▶ About this task:
Write out all the data below exactly.

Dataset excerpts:

------

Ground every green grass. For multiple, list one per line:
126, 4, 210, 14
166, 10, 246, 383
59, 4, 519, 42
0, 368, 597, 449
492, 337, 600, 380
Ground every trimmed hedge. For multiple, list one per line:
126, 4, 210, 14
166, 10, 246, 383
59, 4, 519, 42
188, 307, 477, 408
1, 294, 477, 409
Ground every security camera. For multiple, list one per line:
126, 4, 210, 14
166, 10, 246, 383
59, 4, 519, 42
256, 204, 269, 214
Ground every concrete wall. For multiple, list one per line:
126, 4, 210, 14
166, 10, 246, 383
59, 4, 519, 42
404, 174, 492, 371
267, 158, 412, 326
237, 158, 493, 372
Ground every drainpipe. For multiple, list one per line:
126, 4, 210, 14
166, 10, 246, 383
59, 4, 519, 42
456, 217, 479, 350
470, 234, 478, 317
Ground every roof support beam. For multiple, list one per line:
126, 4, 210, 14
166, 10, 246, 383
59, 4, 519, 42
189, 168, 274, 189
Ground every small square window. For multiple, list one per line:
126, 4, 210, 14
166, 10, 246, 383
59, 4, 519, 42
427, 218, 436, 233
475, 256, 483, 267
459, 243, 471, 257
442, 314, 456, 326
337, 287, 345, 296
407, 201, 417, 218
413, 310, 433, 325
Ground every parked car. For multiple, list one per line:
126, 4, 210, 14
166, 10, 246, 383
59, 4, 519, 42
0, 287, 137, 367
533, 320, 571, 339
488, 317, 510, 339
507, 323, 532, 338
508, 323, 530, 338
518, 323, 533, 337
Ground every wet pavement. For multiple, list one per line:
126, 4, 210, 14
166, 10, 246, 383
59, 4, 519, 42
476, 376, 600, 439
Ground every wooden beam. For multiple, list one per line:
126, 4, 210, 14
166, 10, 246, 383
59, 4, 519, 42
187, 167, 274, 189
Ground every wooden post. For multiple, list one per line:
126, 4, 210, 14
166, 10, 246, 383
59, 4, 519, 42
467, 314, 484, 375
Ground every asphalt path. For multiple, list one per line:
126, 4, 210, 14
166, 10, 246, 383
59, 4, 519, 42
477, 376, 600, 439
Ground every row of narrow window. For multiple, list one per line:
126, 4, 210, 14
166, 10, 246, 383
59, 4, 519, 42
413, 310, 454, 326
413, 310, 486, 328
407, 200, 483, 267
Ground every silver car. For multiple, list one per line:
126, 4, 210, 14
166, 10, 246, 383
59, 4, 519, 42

------

▶ Solution for this exercise:
Ground every green grass. For multiple, list one per line:
126, 4, 210, 14
166, 10, 246, 383
59, 4, 519, 42
0, 368, 597, 449
492, 337, 600, 380
Ground every trimmed hedge. For multiple, list one per line:
126, 4, 210, 14
166, 10, 246, 383
59, 4, 519, 42
188, 307, 477, 408
1, 294, 477, 409
Ground every security camera. For multiple, list one per line:
126, 4, 210, 14
166, 10, 246, 383
59, 4, 519, 42
256, 204, 269, 214
Ground every concrete wall. For multiple, list one per line:
126, 4, 210, 14
166, 10, 246, 383
59, 4, 519, 42
404, 174, 492, 371
267, 158, 412, 326
237, 158, 493, 372
Ground every drainpipe. For multiple, list one per line:
126, 4, 210, 14
166, 10, 246, 383
59, 4, 519, 42
456, 217, 479, 350
470, 234, 478, 317
Ground every roof support beam. For multiple, list one per line:
126, 4, 210, 14
166, 10, 246, 383
59, 4, 519, 42
189, 168, 274, 189
Ground every small square window. For multiple, list one per line:
126, 4, 210, 14
166, 10, 246, 383
59, 4, 519, 42
427, 218, 436, 233
475, 256, 483, 267
459, 243, 471, 257
442, 314, 456, 326
337, 287, 345, 296
407, 201, 417, 218
413, 310, 433, 325
Ground every parked car. For multiple, list one per line:
126, 4, 210, 14
166, 10, 246, 383
59, 4, 519, 42
0, 287, 137, 367
533, 320, 571, 339
488, 317, 510, 339
507, 323, 532, 338
508, 323, 530, 338
518, 323, 533, 337
Ground every wet pavement. For multiple, list one per line:
126, 4, 210, 14
166, 10, 246, 383
59, 4, 519, 42
476, 376, 600, 439
Ground every wooden beam. For multiple, list one per line:
126, 4, 210, 14
166, 10, 246, 383
59, 4, 519, 42
187, 167, 274, 189
Ground every wooden post. For multiple, list one per line:
126, 4, 210, 14
166, 10, 246, 383
59, 4, 519, 42
467, 314, 484, 375
Ground every asphalt path. For multiple, list one per line:
126, 4, 210, 14
166, 10, 246, 383
59, 4, 519, 42
477, 376, 600, 439
Ground every row of narrow window. For multiple, list one per line:
126, 4, 210, 14
166, 10, 246, 383
59, 4, 519, 42
413, 310, 454, 326
413, 310, 486, 328
407, 200, 483, 267
Ground every silver car. For multiple, list one per line:
126, 4, 210, 14
166, 10, 246, 383
59, 4, 519, 42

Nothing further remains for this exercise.